=== EXCERPT ===

Clinician tool

CPT score interpretation calculator

Enter raw CPT scores to get population-percentile interpretation across the four most-reported metrics: omission errors, commission errors, mean reaction time, and RT variability.

Patient age group

Raw scores

Enter values from the patient's CPT report. Leave blank for any metric you don't have.

Methodology

This calculator uses approximate published norms compiled across multiple CPT validation studies (TOVA, Conners CPT-3, QbTest, IVA-2 normative literature). The norms are conservative population estimates; they are not specific to any single test or platform.

Approximate norms used
MetricAdult M (SD)Pediatric M (SD)
Omission errors2.5 (4)4 (6)
Commission errors15 (8)18 (10)
Mean RT (ms)420 (80)480 (100)
RT variability — SD (ms)95 (30)110 (35)

These are approximate. Specific tools have their own age- and sex-stratified norms based on larger samples — use those for clinical decisions.

Why these metrics?

  • Omission errors map most directly to vigilance / inattention — the patient's ability to detect target stimuli over time.
  • Commission errors map most directly to response inhibition / impulsivity.

=== AVAILABLE DATA ===

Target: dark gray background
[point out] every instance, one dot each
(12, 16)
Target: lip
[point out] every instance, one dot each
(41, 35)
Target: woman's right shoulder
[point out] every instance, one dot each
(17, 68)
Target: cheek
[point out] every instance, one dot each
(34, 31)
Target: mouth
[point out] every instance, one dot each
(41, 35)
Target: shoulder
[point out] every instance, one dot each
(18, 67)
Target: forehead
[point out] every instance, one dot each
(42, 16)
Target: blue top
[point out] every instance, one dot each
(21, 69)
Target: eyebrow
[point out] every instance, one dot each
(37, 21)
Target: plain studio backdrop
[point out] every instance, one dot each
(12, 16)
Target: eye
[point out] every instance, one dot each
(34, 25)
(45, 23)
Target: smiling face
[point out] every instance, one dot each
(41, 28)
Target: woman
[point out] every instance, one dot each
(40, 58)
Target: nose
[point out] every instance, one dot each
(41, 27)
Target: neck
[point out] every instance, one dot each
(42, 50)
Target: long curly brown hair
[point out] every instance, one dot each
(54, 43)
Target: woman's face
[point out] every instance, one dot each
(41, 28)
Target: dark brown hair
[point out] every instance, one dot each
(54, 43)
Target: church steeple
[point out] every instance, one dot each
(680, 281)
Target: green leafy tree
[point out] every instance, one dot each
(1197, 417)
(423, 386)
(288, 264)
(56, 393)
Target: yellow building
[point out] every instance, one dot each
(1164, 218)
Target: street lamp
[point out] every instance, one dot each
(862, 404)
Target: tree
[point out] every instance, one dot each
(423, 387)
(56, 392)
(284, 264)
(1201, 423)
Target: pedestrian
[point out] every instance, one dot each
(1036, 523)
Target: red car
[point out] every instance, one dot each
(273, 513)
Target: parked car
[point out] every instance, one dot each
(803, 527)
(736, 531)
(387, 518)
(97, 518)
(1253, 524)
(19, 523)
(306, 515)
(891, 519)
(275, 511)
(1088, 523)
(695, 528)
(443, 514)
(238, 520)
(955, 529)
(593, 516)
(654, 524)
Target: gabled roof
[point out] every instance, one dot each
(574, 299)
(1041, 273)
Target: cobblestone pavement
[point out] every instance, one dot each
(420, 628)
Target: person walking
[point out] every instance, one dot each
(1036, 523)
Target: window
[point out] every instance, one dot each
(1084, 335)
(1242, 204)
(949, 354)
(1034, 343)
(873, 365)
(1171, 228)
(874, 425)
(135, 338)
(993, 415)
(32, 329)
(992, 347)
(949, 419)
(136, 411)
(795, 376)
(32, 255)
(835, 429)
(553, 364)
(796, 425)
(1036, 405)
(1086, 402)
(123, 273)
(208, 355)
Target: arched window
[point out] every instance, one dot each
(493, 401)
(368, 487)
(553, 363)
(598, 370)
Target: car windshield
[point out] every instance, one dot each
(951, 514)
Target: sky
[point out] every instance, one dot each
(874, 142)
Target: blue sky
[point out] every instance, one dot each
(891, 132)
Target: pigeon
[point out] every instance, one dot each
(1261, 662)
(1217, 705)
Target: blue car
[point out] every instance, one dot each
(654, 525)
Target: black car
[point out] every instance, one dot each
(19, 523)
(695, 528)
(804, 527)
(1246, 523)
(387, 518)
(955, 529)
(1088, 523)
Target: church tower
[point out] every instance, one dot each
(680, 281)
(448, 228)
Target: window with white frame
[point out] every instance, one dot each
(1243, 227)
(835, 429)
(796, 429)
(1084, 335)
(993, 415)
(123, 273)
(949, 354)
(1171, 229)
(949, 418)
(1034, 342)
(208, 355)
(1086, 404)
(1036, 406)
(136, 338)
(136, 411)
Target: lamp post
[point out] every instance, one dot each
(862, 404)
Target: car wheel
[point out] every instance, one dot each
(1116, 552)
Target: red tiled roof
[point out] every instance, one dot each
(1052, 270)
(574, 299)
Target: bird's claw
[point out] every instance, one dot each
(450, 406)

===

▶ _ACTIVITIES_
**a)** Answer these questions about the CPT calculator page, one answer per line, marked the same way:
(i) Which four metrics does the calculator interpret?
(ii) What adult mean and standard deviation does the norms table give for mean RT?
(iii) What do commission errors map to most directly?
**b)** List every test named in the methodology section of the CPT calculator page as a source of the normative literature.
**c)** Extend the CPT calculator page past its last bullet by writing the part that would come next.
The material between the calculator page and this point stands on its own and is unrelated to the page.

▶ _EXPECTED RESPONSES_
**a)**
(i) Omission errors, commission errors, mean reaction time, and RT variability.
(ii) 420 ms, with a standard deviation of 80.
(iii) Response inhibition / impulsivity.

**b)**
TOVA
Conners CPT-3
QbTest
IVA-2

**c)**
  • Mean reaction time reflects processing speed and task engagement; elevated values can suggest cautious responding, slowed processing, or sub-effortful engagement.
  • RT variability is one of the most ADHD-discriminative CPT metrics in the literature — intra-individual variability is consistently higher in ADHD groups than mean RT alone.

Caveats

  • CPT performance is sensitive to engagement, fatigue, time-of-day, sleep, caffeine, and medication state. A single bad performance does not establish a diagnosis.
  • CPT is one input among many. Diagnostic decisions integrate clinical interview, developmental history, rating scales, functional impairment, and rule-outs.
  • Within-subject change (test–retest with treatment) is often more meaningful than cross-sectional comparison to norms.
  • Norms used here are approximations from the published literature, not vendor-proprietary normative scoring.